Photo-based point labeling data
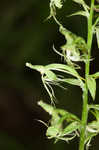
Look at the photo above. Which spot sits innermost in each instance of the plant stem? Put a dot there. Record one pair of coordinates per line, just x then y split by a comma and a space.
87, 71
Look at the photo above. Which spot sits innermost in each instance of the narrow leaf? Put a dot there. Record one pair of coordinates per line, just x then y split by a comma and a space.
63, 68
81, 13
91, 83
72, 81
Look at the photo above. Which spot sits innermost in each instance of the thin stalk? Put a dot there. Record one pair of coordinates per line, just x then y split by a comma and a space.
87, 71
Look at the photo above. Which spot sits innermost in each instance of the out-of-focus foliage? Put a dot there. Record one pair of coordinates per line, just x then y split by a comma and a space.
25, 36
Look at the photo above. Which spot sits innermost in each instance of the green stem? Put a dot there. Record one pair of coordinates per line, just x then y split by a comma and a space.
87, 71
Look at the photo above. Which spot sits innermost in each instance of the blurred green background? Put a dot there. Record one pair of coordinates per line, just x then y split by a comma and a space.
25, 36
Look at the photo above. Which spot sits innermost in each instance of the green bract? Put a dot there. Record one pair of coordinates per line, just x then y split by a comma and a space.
64, 125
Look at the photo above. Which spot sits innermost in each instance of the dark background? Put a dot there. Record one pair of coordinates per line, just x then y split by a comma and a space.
25, 36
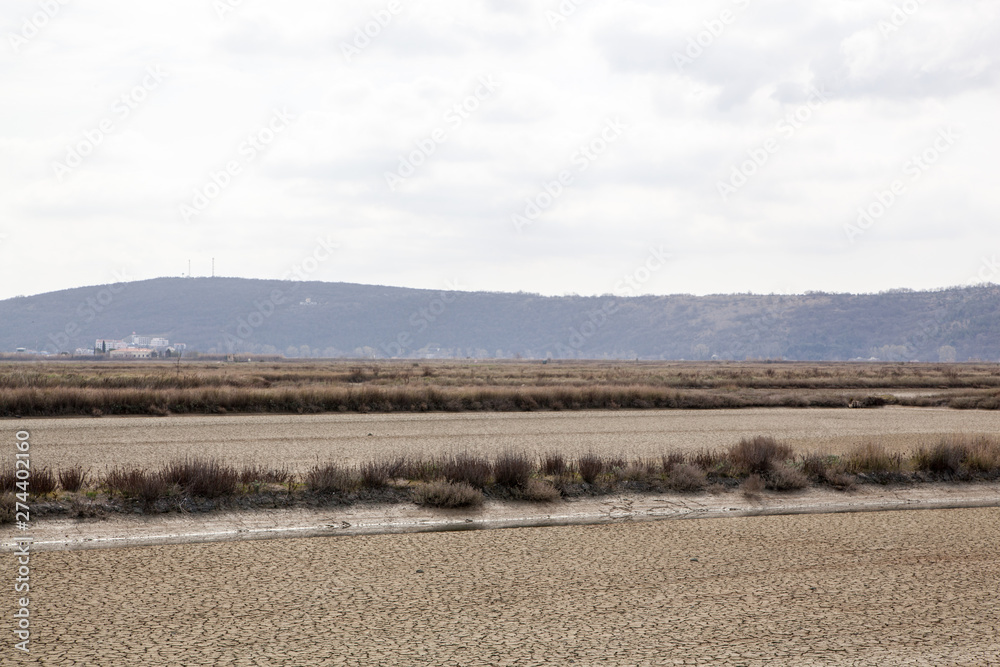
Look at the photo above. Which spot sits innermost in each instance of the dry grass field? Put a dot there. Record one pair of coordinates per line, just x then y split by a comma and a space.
300, 441
888, 588
54, 388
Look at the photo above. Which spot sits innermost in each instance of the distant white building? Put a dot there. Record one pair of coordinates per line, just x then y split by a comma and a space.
141, 341
132, 353
108, 344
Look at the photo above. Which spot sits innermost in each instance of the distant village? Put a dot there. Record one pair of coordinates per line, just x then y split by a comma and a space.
133, 347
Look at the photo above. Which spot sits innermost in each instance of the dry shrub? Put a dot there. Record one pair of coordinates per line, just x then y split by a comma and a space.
73, 478
41, 482
7, 508
554, 464
136, 483
540, 491
759, 454
204, 478
512, 469
786, 478
473, 470
983, 455
825, 469
670, 460
709, 460
872, 457
590, 466
752, 486
253, 473
637, 471
687, 478
424, 470
331, 478
817, 466
945, 458
447, 494
376, 474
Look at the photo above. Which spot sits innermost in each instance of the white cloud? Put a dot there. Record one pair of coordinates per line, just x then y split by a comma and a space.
889, 90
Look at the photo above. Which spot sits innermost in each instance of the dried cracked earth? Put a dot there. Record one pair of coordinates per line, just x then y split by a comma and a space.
883, 588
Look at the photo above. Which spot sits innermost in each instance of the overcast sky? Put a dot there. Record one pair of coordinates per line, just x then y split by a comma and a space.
546, 146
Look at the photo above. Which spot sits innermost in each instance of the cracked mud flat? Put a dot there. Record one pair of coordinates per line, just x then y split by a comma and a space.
299, 441
873, 588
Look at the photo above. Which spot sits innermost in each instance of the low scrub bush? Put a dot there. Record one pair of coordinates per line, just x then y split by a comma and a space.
72, 479
540, 491
872, 457
670, 460
7, 508
376, 474
554, 464
253, 473
759, 454
786, 478
41, 482
590, 466
687, 478
204, 478
331, 478
473, 470
136, 483
513, 469
710, 460
447, 494
944, 458
826, 469
8, 480
983, 455
752, 486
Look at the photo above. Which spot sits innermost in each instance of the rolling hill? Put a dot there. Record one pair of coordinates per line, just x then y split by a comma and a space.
223, 315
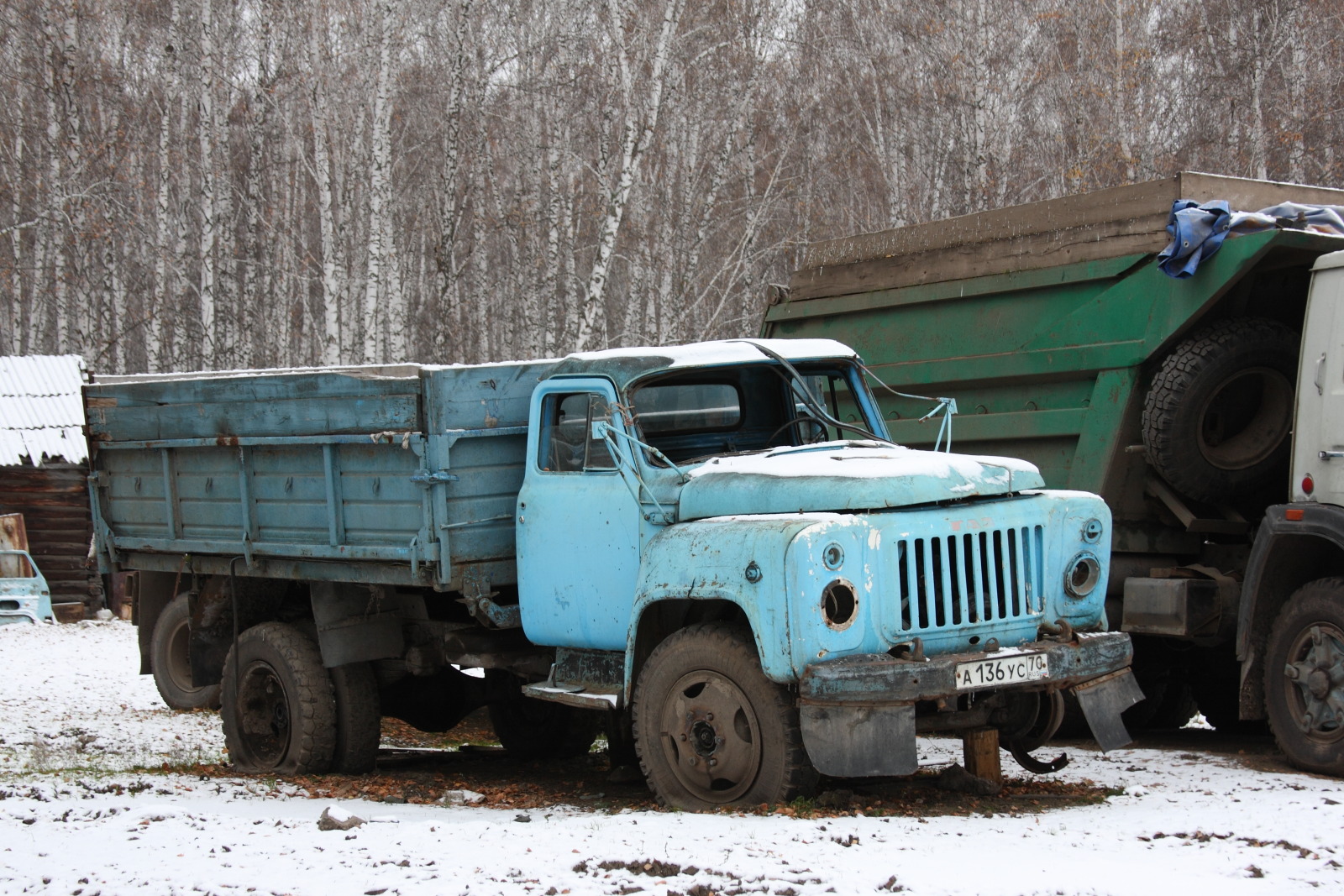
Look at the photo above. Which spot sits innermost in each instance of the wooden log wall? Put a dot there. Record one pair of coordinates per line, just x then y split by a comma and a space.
54, 503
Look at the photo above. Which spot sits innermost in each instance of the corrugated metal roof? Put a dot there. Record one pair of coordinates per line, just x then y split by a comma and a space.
40, 410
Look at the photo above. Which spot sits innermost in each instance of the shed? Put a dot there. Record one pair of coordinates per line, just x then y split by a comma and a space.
45, 469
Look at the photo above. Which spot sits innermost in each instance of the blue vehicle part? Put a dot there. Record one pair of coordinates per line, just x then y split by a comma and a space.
578, 523
847, 476
24, 595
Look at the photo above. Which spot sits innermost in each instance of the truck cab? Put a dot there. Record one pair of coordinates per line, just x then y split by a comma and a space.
746, 496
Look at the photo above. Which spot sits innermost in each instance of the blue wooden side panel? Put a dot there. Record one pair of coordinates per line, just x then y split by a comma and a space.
284, 405
420, 470
477, 439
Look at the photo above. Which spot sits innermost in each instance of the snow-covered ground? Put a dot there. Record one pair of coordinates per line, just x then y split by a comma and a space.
87, 809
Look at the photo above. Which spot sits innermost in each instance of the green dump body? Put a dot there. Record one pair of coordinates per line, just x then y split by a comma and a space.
1046, 322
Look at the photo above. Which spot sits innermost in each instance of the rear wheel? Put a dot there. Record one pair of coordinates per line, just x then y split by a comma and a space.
1304, 678
170, 658
711, 730
279, 705
1220, 411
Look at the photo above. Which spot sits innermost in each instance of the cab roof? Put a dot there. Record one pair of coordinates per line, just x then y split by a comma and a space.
624, 365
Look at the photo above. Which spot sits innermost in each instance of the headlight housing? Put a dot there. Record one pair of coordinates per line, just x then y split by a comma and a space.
1082, 574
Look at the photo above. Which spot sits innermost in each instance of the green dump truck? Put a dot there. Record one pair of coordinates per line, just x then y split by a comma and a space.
1206, 410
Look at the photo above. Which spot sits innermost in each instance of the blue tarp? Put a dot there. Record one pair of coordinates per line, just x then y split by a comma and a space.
1198, 230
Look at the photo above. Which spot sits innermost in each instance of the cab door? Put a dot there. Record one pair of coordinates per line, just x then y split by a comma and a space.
578, 524
1320, 389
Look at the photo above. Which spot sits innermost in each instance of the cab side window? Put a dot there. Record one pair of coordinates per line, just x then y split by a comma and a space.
568, 443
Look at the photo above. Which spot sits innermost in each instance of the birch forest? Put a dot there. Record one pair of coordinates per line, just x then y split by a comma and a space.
252, 183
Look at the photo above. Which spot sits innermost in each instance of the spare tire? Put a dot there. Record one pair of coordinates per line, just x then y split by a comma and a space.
1218, 417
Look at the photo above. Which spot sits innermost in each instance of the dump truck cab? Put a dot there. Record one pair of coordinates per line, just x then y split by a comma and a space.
1198, 405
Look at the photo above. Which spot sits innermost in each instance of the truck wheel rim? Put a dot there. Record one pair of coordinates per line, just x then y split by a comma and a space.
1247, 418
711, 738
264, 715
179, 658
1314, 681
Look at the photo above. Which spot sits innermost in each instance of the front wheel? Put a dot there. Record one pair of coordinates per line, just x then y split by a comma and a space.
279, 707
710, 728
1304, 678
170, 658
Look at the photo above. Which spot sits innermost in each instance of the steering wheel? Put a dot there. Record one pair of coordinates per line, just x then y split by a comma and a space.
801, 418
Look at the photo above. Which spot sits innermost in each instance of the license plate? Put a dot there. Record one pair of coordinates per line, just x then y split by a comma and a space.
1001, 671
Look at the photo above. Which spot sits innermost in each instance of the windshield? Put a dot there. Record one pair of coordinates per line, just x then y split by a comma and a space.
752, 407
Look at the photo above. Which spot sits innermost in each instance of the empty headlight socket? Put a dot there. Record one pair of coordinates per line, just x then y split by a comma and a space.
840, 604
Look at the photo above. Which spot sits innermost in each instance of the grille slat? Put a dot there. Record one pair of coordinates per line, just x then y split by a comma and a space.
969, 578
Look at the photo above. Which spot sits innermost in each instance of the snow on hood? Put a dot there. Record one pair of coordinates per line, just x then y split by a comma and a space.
846, 476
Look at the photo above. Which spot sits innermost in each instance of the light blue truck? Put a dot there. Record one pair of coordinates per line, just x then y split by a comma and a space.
711, 548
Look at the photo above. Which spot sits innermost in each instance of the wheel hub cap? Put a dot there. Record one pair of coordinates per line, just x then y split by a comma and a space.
1315, 681
264, 714
711, 736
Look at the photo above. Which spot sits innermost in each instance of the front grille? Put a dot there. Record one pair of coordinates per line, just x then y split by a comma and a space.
968, 578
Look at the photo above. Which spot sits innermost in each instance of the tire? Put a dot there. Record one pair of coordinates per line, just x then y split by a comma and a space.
702, 703
533, 728
1304, 674
171, 661
1218, 416
358, 719
279, 705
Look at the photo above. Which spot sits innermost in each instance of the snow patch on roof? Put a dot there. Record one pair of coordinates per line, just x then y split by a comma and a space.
726, 351
40, 411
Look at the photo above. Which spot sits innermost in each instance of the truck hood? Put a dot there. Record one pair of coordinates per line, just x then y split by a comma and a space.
846, 476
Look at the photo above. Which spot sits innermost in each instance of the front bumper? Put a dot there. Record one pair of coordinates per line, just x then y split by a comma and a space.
858, 714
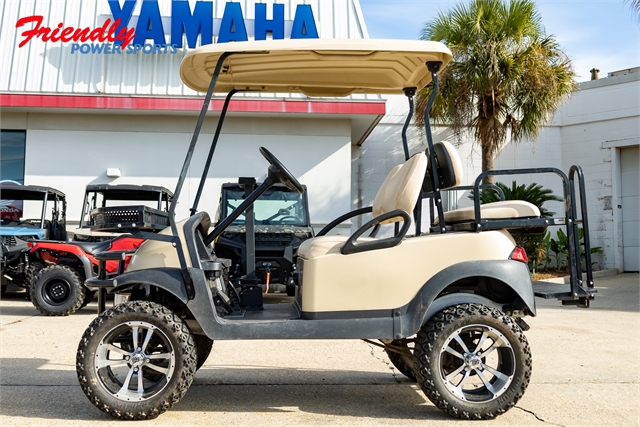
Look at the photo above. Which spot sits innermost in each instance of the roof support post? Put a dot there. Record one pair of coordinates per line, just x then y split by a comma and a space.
212, 150
434, 67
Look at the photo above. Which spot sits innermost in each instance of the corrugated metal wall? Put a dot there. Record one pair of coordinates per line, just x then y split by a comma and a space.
47, 67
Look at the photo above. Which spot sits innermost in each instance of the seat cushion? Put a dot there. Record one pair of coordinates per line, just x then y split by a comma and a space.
324, 245
507, 209
401, 188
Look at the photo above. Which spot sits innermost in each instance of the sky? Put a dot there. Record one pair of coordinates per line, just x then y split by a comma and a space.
604, 34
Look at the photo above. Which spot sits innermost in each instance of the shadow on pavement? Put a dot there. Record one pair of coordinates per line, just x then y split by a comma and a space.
62, 399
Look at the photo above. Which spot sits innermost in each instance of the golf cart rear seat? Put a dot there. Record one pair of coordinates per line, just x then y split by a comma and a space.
396, 197
449, 169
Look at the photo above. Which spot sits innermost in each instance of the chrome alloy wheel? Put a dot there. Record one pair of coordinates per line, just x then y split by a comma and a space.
477, 363
135, 361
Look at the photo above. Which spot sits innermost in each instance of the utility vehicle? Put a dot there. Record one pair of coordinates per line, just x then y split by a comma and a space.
461, 291
17, 230
59, 269
281, 225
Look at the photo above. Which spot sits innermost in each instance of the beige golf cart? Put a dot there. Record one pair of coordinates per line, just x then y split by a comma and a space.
447, 306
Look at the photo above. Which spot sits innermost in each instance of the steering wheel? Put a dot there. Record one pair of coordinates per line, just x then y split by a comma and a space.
281, 173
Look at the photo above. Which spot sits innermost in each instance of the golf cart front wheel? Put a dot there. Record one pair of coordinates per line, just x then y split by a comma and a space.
474, 361
123, 347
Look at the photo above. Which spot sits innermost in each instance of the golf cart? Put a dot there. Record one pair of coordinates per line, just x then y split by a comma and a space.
17, 231
109, 212
281, 225
462, 292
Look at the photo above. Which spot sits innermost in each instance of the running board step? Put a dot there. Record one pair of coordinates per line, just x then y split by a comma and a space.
549, 290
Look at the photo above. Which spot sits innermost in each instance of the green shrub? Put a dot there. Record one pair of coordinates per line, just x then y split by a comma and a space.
534, 244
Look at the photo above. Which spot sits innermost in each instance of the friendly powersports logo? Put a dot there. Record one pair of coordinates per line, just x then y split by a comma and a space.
124, 33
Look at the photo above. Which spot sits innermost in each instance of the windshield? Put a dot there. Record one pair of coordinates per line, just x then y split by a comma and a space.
21, 213
278, 205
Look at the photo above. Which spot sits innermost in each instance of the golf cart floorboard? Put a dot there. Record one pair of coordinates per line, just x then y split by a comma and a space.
549, 290
271, 313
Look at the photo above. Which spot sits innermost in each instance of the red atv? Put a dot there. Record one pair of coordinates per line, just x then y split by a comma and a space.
59, 290
59, 269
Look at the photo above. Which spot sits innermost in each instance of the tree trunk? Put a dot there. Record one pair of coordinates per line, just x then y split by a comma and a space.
487, 164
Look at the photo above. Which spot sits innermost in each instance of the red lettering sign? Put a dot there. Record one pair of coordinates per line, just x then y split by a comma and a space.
66, 34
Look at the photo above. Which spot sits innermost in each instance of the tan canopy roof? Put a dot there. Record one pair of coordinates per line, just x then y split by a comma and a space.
315, 67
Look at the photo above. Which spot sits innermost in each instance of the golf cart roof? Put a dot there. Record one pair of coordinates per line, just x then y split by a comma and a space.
315, 67
130, 192
13, 191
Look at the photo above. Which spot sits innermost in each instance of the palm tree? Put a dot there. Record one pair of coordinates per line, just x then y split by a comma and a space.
506, 75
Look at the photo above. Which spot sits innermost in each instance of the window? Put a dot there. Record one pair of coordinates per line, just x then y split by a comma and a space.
12, 143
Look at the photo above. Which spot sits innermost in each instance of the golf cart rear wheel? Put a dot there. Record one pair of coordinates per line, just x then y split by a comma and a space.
474, 361
401, 356
57, 291
124, 342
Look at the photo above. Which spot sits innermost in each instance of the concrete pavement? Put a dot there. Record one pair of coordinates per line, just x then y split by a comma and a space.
586, 371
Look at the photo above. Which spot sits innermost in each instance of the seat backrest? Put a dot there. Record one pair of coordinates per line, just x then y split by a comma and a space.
401, 187
448, 167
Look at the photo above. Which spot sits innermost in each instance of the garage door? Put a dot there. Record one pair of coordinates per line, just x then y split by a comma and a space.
630, 171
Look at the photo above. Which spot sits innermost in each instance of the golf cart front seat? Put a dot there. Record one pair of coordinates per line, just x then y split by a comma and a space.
396, 197
449, 169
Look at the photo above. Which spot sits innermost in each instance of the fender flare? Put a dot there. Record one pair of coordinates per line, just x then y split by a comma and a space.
426, 303
166, 278
78, 252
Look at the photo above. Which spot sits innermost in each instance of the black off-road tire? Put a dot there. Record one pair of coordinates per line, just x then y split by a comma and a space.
111, 326
57, 291
404, 362
30, 275
204, 345
467, 321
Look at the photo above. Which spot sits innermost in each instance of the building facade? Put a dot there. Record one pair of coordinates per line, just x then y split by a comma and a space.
71, 109
84, 104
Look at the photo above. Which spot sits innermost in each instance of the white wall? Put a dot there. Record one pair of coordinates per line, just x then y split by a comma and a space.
69, 151
601, 117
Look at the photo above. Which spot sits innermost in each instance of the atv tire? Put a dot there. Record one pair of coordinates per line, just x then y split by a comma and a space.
57, 291
30, 275
474, 361
112, 376
204, 345
405, 362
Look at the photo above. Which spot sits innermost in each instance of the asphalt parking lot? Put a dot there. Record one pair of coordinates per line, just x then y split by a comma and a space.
586, 371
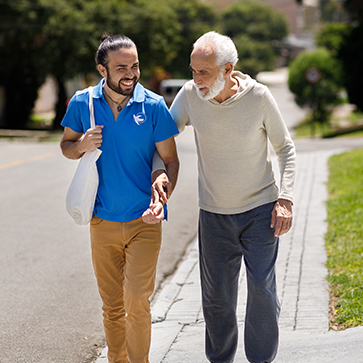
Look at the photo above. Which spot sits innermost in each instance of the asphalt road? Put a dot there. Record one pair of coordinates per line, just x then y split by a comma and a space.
50, 311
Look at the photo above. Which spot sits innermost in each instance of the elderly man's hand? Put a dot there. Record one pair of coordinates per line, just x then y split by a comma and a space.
154, 214
281, 217
161, 188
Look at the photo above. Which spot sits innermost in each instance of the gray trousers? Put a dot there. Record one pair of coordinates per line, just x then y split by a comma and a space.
223, 241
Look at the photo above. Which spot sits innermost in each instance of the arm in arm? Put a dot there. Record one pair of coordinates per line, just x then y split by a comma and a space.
164, 181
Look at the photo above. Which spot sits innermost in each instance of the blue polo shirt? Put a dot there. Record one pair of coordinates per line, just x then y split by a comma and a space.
128, 146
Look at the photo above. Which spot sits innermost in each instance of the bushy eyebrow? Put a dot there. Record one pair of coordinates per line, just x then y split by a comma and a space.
125, 65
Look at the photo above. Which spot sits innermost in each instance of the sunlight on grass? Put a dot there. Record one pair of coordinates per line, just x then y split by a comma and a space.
344, 240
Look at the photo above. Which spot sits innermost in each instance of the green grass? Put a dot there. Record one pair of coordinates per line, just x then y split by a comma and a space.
344, 240
304, 128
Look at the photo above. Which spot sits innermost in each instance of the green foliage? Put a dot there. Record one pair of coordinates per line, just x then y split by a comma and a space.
344, 240
195, 18
332, 36
325, 92
254, 57
59, 38
331, 11
351, 55
257, 31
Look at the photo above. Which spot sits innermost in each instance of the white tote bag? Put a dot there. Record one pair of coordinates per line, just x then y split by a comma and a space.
81, 195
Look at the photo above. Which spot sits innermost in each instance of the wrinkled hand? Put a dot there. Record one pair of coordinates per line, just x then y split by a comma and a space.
281, 217
154, 214
92, 139
161, 188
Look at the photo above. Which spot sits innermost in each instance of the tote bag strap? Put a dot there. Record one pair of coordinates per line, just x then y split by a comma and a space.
91, 109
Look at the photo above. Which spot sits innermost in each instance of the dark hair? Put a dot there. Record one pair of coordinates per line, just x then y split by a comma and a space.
110, 43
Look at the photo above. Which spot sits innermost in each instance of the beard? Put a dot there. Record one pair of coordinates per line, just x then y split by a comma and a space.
214, 90
117, 87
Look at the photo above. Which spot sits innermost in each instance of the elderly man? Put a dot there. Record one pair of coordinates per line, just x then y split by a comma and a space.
242, 211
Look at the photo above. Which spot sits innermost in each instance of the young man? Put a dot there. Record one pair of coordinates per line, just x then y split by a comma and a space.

[Directive]: Print the line containing "the dark hair?" and every line after it to the end of the records above, exactly as written, and nothing else.

[Response for this exercise]:
Look at the photo above. Which spot sits innermost in each instance of the dark hair? Put a dot there. Record one pair of coordinates per line, just x then y split by a comma and a space.
110, 43
Look at the photo above. Which spot sits innermost in each instance of the beard? Put a dot there. Record one pair of coordinates per line, just x then y split by a comma and a space.
214, 90
117, 87
Look at the photo above. Which spot sits innermost in each instance of the elderly man? Put a dot there. Record one pair of coordinates per line, just x then y split by a comma and a space.
242, 211
Look at the photo above. Which spot sits innermost in each instance of the young man? Put a dot there. Record one pair of coordinates per line, just x then y split by a comma and a space.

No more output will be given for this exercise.